The request =
Locate every line in the records below that contains the string "tree" and copy each one out. Matching is case-sensitive.

══════════

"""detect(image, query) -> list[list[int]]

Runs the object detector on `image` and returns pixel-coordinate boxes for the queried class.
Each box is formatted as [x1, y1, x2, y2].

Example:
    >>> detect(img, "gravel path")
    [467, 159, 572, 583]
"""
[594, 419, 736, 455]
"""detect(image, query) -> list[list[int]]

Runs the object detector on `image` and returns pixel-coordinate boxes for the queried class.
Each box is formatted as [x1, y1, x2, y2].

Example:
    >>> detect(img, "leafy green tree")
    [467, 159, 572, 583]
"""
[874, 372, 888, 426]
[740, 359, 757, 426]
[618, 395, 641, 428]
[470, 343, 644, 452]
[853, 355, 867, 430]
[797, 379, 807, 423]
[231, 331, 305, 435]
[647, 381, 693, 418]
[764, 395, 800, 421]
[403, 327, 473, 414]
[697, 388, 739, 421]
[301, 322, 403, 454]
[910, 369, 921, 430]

══════════

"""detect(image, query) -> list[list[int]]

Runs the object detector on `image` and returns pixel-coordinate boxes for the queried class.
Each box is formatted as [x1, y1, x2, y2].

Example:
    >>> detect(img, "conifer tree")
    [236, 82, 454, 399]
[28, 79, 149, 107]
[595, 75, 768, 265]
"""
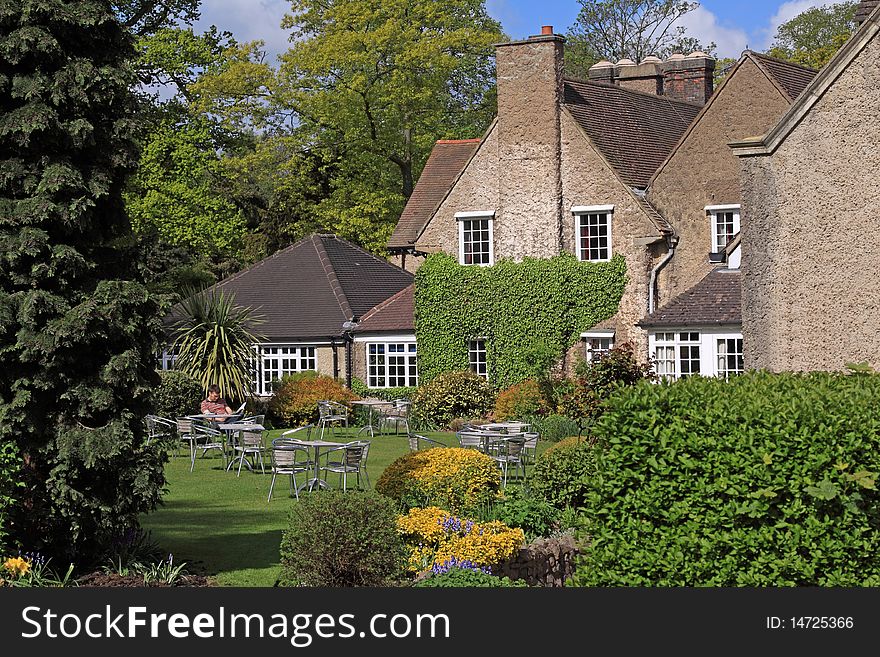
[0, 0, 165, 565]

══════════

Reply to the task =
    >>> detect(img, "leafy green tree")
    >>> detect(img, "conifer tree")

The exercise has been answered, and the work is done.